- **Perintah 1**:
Ambil setiap baris entri di bawah yang memuat kata "tree".

- **Teks sumber**:
▼
Pekerja Dian Nadir
DIAN NADIR, 1983 |
Aku mengenal rapat sosok ini pada tahun 1983,
melalui kerjasama di luar kampus, mencari uang. Dalam setiap pekerjaan pemborongan
yang diperoleh Rachmat, Dian Nadir atau kami biasa menyebutnya Boenk, selalu ikut
serta. Keterlibatan Boenk sangat diperlukan karena dia memiliki keterampilan
pertukangan yang lebih dari kami semua. Aku mengetahui cara memasang bouwplank untuk bangunan melalui
pengarahannya. Boenk merupakan sosok paling senior di antara tim kerja kami,
yakni berasal dari angkatan 1973. Kami pernah bersama membuat taman dengan
ekspose batu artifisial di rumah dokter Burhanuddin di Lamdingin, Banda Aceh.
Tim yang dipimpin Rachmat itu terdiri dari, aku, Boenk, Maimun Bewok, Munizar,
Alel dan Sindo. Dalam bekerja Boenk lebih disiplin dari kami semua,”kalau kerja ya kerja, kalau maen-maen ya
maen-maen,” katanya setiap kali bekerja. Tatkala Parte Buruh membangun pintu gerbang Ujong Batee, aku dan Boenk
bekerja membuat rangka atap di rumah Alel di jalan Dharma, Banda Aceh. Kami mengukur,
menyetel, menggergaji dan memaku rangka atap itu berdua sambil menunggu
jemputan pengangkut dari kawan-kawan yang ramai berkumpul di Ujong Batee. Karena
kami berkerja berdua saja, jika Boenk jengkel karena kami lelah berdua saja,
tidak jarang kemarahan ditimpakannya kepadaku. Aku menuruti saja apa yang
diucapkannya seraya memperhatikan cara kerja Boenk yang belum pernah aku lihat.
▲
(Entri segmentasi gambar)
▼
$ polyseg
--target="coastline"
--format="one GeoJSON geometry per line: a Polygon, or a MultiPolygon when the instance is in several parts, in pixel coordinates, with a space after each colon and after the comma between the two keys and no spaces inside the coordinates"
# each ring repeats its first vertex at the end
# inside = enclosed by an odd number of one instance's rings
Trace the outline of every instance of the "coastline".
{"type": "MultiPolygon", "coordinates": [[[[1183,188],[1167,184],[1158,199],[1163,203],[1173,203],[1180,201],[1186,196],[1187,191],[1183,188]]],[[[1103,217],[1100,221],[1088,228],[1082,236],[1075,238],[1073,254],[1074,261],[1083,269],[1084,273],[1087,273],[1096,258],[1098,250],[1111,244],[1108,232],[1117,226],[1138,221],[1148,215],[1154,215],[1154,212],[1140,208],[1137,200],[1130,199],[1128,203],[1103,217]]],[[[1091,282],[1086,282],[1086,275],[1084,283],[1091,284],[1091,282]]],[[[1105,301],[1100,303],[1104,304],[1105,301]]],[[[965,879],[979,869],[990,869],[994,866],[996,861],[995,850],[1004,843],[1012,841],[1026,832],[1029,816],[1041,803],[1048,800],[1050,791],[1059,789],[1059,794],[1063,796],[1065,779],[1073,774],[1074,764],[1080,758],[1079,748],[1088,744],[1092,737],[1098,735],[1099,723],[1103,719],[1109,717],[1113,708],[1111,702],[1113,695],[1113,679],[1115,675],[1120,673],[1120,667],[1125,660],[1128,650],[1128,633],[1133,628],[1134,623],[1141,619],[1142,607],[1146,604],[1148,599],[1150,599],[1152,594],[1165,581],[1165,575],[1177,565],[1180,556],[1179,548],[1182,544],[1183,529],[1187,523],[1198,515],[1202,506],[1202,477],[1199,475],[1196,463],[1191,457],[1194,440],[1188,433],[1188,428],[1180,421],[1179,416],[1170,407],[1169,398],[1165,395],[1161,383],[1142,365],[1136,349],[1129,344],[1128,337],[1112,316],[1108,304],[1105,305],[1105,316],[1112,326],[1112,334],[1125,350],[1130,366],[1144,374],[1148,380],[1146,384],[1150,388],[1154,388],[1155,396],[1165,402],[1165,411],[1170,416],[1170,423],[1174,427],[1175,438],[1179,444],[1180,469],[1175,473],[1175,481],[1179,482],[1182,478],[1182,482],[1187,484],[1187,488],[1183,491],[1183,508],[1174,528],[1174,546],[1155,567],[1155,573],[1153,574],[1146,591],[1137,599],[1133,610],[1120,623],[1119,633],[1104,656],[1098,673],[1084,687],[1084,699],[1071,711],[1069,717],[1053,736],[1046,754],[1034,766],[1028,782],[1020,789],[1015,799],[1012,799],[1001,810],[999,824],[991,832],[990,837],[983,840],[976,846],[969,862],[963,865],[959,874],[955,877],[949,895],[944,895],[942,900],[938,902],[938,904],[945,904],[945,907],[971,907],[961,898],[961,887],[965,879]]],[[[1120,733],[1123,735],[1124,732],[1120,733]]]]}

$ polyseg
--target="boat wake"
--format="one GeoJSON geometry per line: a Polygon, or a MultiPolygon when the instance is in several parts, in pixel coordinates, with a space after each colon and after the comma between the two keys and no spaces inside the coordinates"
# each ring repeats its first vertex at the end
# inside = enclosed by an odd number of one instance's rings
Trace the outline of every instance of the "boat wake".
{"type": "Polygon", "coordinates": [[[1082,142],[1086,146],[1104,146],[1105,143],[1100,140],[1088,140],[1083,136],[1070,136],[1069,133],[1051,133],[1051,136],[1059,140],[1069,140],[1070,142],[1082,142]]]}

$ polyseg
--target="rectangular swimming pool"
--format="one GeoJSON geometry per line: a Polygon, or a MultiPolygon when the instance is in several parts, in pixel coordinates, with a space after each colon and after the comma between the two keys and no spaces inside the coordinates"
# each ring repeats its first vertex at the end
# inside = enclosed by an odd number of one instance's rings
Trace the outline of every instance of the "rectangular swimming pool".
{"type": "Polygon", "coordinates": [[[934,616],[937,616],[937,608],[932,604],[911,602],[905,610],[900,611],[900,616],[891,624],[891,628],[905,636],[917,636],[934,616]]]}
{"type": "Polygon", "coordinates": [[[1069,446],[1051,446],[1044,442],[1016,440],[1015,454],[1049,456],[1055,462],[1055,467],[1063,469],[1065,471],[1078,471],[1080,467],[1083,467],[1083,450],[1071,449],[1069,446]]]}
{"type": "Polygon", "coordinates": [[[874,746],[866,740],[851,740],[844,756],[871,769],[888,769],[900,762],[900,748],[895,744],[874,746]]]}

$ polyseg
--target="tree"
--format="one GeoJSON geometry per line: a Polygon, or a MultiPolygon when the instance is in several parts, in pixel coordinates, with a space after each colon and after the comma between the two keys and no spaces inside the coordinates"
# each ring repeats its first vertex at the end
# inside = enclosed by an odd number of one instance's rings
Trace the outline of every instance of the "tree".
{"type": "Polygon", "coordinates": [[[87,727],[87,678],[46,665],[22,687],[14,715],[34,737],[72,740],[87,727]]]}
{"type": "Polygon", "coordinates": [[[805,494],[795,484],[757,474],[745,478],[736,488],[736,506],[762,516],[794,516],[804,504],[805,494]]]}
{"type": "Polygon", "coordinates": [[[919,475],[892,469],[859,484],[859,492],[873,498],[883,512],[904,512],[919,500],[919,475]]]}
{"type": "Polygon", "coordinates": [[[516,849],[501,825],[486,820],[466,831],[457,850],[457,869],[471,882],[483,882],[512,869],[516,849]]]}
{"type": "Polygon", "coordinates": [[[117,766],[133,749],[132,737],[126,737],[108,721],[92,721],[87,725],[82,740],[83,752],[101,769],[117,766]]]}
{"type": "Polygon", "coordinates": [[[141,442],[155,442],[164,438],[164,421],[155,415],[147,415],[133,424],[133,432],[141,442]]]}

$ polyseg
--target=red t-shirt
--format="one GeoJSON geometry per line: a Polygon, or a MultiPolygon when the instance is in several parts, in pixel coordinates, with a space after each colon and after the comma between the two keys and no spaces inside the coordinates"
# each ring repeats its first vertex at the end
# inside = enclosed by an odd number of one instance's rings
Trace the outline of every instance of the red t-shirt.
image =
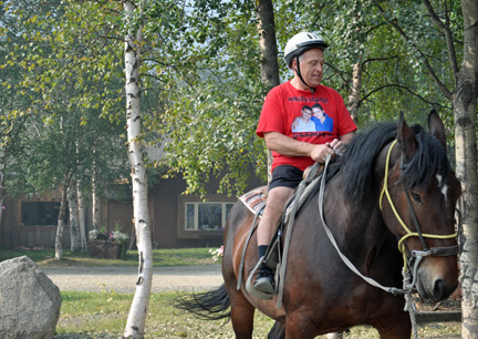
▲
- **Perintah 2**:
Jawab pertanyaan berikut berdasarkan teks tentang Dian Nadir di atas.
(a) Pada tahun berapa penulis mulai mengenal Dian Nadir dengan dekat?
(b) Dian Nadir berasal dari angkatan berapa?
(c) Di rumah siapa di jalan Dharma penulis dan Boenk membuat rangka atap?

- **Hasil yang benar 1**:
--target="tree"
Trace the outline of every instance of the "tree".

- **Hasil yang benar 2**:
(a) 1983
(b) Angkatan 1973
(c) Di rumah Alel